### Teks yang Tersedia
Salin Artikel

TGIPF Diminta Periksa Kapolda Jawa Timur Buntut Tragedi Kanjuruhan

JAKARTA, KOMPAS.com - Sejumlah elemen masyarakat sipil menduga bahwa tembakan gas air mata yang dilontarkan Brimob ke tribun penonton Stadion Kanjuruhan, Malang, dilakukan atas komando atasan.

Tembakan ini mengakibatkan ribuan suporter tunggang-langgang mencari pintu keluar, menyebabkan overkapasitas di beberapa pintu, sehingga terjadi kekacauan.

Para suporter berdesakan, terinjak-injak, dan kehabisan napas karena gas air mata, berujung pada sedikitnya 131 orang tewas dan ratusan lainnya luka-luka pada Sabtu (1/10/2022) lalu itu.

Peneliti Imparsial, Hussein Ahmad, menyoroti Kapolda Jawa Timur Nico Afinta yang memberi komentar tak lama setelah tragedi terjadi, bahwa penggunaan gas air mata "sudah sesuai prosedur".

Hussein menilai, Nico patut diperiksa oleh Tim Gabungan Independen Pencari Fakta (TGIPF) yang baru dibentuk pemerintah, terlebih Polda Jawa Timur yang membawahi Brimob yang ditugaskan di Stadion Kanjuruhan.

"Kapolda kan harus diperiksa itu. Brimob kan anak buah dia semua. Bagaimana mungkin anak buahnya brutal, komandannya bilang sesuai prosedur," kata Hussein dalam jumpa pers Koalisi Masyarakat Sipil untuk Reformasi Sektor Keamanan, Rabu (5/10/2022).

### Data yang Tersedia
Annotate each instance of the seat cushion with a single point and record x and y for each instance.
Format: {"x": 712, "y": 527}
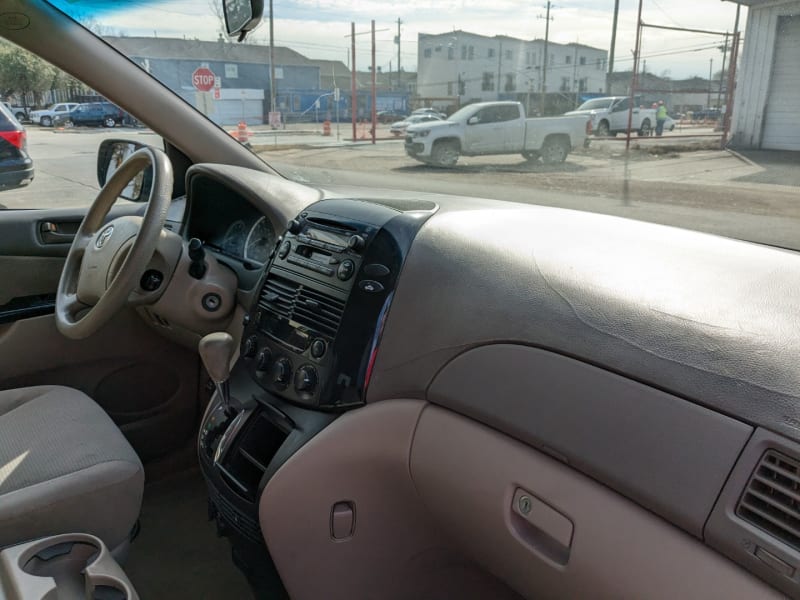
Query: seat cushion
{"x": 64, "y": 467}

### Soal Tertulis 1
Tuliskan ulang tanpa perubahan bagian artikel tentang Tragedi Kanjuruhan mulai dari "TGIPF Diminta Periksa" sampai dengan "(1/10/2022) lalu itu.".
### Soal Tertulis 2
Menurut artikel tentang Tragedi Kanjuruhan, apa saja yang dialami para suporter dalam kalimat yang diawali "Para suporter berdesakan"? Sebutkan semuanya.
### Soal Tertulis 3
Sambung artikel tentang Tragedi Kanjuruhan setelah kalimat terakhirnya.

### Jawaban Soal 1
TGIPF Diminta Periksa Kapolda Jawa Timur Buntut Tragedi Kanjuruhan

JAKARTA, KOMPAS.com - Sejumlah elemen masyarakat sipil menduga bahwa tembakan gas air mata yang dilontarkan Brimob ke tribun penonton Stadion Kanjuruhan, Malang, dilakukan atas komando atasan.

Tembakan ini mengakibatkan ribuan suporter tunggang-langgang mencari pintu keluar, menyebabkan overkapasitas di beberapa pintu, sehingga terjadi kekacauan.

Para suporter berdesakan, terinjak-injak, dan kehabisan napas karena gas air mata, berujung pada sedikitnya 131 orang tewas dan ratusan lainnya luka-luka pada Sabtu (1/10/2022) lalu itu.

### Jawaban Soal 2
- berdesakan
- terinjak-injak
- kehabisan napas karena gas air mata

### Jawaban Soal 3
"Kapolda bilang bahwa ini (tembakan gas air mata ke tribun) sesuai prosedur. Kalau kita baca protap pengendalian massa, ada gradasi sebelum sampai tembak gas air mata, ada situasi keadaan hijau, kuning, kemudian merah. Apa itu sudah dilakukan?" ungkapnya.

Ketua Badan Pengurus Perhimpunan Bantuan Hukum Indonesia (PBHI) Julius Ibrani juga menyoroti hal senada. Selain itu, ia mencium adanya unsur kesengajaan dalam tembakan gas air mata yang dilontarkan ke tribun penonton.

Tembakan tersebut tidak hanya terjadi di satu titik, melainkan di beberapa titik sekaligus, utamanya di tribun utara dan selatan Stadion Kanjuruhan.

Julius menilai, dari video-video yang beredar luas, gestur para anggota Brimob yang menembakkan gas air mata tak tampak seperti tindakan sporadis.

Tidak ada komunikasi antaranggota yang menembakkan gas air mata, mengindikasikan bahwa mereka bertindak sesuai perintah.

"Senjata api yang melumpuhkan pun, yang digunakan aparat keamanan kepolisian, dilarang untuk ditembakkan ke arah badan, dia harus ke kaki. Tapi kalau gas air mata langsung ke tengah badan penonton, dan di situ kita bisa lihat di antara mereka ada yang menggendong anak kecil, itu sudah jelas-jelas tujuannya bukan melumpuhkan tapi melukai," kata Julius dalam kesempatan yang sama.

"Itu ada unsur kesengajaan. Ketika dilakukan secara masif, tidak hanya di satu titik tapi di beberapa titik dan itu mengarah pada penonton, itu artinya ada unsur kesengajaan yang dikomandoi. Pertama, dia menggunakan (gas air mata), kedua diitembakkan sengaja dengan ritme yang sama. Ini yang perlu dicari (TGIPF) ke depannya," lanjutnya.

Julius juga menyinggung tren intimidasi dan teror yang diduga dilakukan aparat terhadap sejumlah suporter yang mendokumentasikan Tragedi Kanjuruhan di media sosial, yang saat ini tengah berlangsung.

Ia menyebutnya sebagai "upaya sistematis" untuk "membersihkan bukti-bukti".

"Negara harus turun, Presiden Joko Widodo harus turun, ada unsur pelanggaran HAM, tinggal diidentifikasi apakah ada komando sehingga memenuhi unsur pelanggaran HAM berat. Konteks pelanggaran HAM kuat sekali, sehingga perlu diusut," tutup Julius.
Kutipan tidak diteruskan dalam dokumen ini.